__EXTRAIT CHOISI__:
>>>>

Entre 2000 et 2005, Antony Cordier était l’un des espoirs du cinéma français, grâce à un documentaire autobiographique et juste sur sa situation de transfuge de classe (Beau comme un camion, 2000) et un premier film de fiction prometteur sur un trio amoureux issu de classes sociales différentes (Douches froides) qui se trouvait déjà à la Quinzaine des réalisateurs. En effet, Antony Cordier, venant d’une famille ouvrière, est particulièrement sensible à cette question de lutte des classes, même s’il ne la traite pas forcément dans tous ses films. Vingt ans après Douches froides, Antony Cordier retrouve la Quinzaine des Cinéastes avec Classe moyenne, une satire qui se voudrait cruelle et mordante sur une opposition entre des propriétaires bourgeois et des gardiens quasiment prolétaires.
Mehdi El Glaoui (Sami Outalbali), avocat d’affaires fraîchement diplômé, passe l’été chez ses futurs beaux-parents dans leur villa dans le sud de la France. Il assiste au conflit entre la famille de sa petite-amie Garance (Noéé Abita) et les gardiens de la villa, Tony et Nadine Azizi (Ramzy Bedia et Laure Calamy). Comprenant la situation vu qu’il vient d’un milieu modeste, et espérant obtenir un stage dans le cabinet de beau-papa Philippe (Laurent Lafitte) et les bonnes grâces de belle-maman Laurence, actrice vedette (Elodie Bouchez), il tente le tout pour le tout pour mener à bien les négociations entre les deux parties. Mais la situation s’envenime.
Faire une comédie ne s’improvise pas, et même en travaillant, tout le monde ne devient pas Billy Wilder.
Après le documentaire et le drame Coming of age, sur la thématique de la lutte des classes, pour son troisième film sur ce sujet, Antony Cordier s’essaie à la satire sociale, opposant deux catégories irréconciliables. En effet, entre les Trousselard (nom d’origine de Caroline Ducey), grands bourgeois nantis et les Azizi, gardiens employés des Trousselard, le torchon brûle. L’opposition attendue entre des groupes socialement opposés comme les Groseille et les Le Quesnoy engendre fatalement des situations comiques prévisibles. Pourtant le tempérament comique ne s’improvise pas. Malheureusement Antony Cordier s’avère largement plus doué pour le drame ou la fantaisie légère (le très Wes Andersonien Gaspard va au mariage) que pour la comédie. Quelques problèmes de tempo comique ou de situations trop appuyées (l’évier bouché) montrent ainsi les effets du film tomber à plat et tourner à vide, Faire une comédie ne s’improvise pas, et même en travaillant, tout le monde ne devient pas Billy Wilder.

<<<<

__ENREGISTREMENTS FOURNIS__:
>>>>

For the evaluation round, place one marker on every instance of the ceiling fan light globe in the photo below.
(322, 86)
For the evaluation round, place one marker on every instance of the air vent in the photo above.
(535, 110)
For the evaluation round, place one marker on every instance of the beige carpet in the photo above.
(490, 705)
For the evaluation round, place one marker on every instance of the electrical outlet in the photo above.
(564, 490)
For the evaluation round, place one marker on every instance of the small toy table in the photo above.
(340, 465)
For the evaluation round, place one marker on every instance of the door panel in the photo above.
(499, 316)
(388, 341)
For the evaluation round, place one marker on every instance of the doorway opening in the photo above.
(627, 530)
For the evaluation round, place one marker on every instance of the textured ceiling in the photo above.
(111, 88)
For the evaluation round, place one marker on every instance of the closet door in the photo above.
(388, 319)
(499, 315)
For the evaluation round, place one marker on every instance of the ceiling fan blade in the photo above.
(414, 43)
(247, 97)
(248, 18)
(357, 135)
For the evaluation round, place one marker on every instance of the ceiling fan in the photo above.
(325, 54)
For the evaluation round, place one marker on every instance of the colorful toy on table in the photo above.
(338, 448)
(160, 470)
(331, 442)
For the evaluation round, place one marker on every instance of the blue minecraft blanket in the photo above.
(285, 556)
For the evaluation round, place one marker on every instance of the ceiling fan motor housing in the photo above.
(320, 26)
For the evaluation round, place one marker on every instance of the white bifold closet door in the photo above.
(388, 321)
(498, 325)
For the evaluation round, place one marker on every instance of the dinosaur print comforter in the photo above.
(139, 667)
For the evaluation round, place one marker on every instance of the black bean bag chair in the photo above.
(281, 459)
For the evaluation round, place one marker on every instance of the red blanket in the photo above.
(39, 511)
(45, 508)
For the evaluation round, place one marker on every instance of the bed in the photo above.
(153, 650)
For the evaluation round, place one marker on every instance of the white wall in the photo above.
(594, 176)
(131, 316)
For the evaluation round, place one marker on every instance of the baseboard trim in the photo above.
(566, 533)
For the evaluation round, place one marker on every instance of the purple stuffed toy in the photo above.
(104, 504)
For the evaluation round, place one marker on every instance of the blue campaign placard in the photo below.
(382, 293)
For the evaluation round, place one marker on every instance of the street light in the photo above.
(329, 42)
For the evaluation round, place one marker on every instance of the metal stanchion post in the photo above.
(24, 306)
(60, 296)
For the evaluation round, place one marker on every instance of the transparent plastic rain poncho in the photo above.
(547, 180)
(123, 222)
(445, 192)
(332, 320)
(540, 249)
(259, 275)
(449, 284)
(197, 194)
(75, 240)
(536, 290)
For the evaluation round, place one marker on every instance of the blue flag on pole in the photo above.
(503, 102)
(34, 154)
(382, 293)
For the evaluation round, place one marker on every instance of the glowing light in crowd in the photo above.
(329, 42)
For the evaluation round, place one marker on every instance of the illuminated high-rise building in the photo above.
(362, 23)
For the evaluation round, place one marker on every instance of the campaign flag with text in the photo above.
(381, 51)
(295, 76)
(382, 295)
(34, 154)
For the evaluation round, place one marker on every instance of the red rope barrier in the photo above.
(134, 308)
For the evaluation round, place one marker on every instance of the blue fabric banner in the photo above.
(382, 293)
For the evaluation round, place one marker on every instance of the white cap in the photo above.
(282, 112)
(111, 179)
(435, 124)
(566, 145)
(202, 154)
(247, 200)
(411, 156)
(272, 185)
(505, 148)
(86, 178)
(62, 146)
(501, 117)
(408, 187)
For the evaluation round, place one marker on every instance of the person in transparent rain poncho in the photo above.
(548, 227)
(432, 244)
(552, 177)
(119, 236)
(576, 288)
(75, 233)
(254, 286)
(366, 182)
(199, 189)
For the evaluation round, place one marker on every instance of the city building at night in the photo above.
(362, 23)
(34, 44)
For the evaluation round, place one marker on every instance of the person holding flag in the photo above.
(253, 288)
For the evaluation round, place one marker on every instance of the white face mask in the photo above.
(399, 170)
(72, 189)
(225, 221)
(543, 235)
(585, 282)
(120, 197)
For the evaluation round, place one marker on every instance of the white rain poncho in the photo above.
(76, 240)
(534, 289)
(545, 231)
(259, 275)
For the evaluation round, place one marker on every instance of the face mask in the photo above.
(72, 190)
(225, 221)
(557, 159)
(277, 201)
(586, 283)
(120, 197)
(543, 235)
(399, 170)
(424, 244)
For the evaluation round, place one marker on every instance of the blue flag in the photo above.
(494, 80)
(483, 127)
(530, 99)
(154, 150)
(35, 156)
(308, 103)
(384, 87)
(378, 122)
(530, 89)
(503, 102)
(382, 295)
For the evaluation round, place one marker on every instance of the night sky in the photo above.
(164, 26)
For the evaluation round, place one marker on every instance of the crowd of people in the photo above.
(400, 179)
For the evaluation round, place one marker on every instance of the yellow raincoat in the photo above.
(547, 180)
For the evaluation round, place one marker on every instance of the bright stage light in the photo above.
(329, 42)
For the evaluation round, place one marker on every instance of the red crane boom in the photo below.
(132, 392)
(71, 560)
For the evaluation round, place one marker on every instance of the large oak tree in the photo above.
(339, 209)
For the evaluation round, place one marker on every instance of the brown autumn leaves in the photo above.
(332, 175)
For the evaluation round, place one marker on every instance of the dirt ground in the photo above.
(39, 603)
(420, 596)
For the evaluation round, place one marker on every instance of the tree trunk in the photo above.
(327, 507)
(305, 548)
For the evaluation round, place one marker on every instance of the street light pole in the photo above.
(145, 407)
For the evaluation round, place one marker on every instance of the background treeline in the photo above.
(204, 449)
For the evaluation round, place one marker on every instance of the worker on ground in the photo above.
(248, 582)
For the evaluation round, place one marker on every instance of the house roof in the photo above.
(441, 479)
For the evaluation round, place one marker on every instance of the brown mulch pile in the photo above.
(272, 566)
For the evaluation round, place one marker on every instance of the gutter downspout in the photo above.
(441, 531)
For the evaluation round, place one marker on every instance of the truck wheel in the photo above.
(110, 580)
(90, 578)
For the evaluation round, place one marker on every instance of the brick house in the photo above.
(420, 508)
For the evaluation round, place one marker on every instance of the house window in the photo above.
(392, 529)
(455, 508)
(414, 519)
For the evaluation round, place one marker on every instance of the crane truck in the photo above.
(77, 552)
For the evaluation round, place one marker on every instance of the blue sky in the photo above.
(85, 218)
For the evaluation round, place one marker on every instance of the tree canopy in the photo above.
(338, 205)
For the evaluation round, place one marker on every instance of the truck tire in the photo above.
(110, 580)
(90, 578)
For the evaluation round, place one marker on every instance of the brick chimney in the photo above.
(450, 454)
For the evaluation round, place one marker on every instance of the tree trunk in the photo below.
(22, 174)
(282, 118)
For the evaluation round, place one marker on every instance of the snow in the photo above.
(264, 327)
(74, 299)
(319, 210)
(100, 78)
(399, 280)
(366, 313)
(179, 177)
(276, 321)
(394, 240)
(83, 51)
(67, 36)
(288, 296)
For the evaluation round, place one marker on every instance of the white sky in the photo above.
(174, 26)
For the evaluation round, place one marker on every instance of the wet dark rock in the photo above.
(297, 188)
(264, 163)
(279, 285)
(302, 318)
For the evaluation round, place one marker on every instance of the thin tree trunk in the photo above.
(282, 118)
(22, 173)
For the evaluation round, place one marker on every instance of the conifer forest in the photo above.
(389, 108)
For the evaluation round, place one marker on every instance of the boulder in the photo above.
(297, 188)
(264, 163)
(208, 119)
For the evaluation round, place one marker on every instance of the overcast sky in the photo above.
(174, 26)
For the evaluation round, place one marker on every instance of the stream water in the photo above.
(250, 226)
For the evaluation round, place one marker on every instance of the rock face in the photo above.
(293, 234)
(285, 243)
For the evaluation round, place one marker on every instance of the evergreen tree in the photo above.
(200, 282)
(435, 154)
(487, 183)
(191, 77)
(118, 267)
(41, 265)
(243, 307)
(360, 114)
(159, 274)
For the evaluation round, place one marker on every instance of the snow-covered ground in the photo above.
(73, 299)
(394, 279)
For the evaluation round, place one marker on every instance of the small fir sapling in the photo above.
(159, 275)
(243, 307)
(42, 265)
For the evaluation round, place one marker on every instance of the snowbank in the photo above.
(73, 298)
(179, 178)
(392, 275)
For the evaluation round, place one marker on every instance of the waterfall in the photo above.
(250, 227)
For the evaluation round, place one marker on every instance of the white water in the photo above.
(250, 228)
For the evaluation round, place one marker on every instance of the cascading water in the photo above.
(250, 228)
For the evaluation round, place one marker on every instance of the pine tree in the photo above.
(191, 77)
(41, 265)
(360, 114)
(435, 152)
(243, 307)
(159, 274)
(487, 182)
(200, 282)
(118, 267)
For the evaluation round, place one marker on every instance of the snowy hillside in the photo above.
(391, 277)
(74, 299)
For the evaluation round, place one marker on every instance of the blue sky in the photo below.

<<<<

Quels acteurs interprètent les gardiens de la villa, Tony et Nadine Azizi, d'après l'extrait choisi ? Les enregistrements proviennent d'une autre source.

__RÉPONSE ATTENDUE__: Ramzy Bedia et Laure Calamy.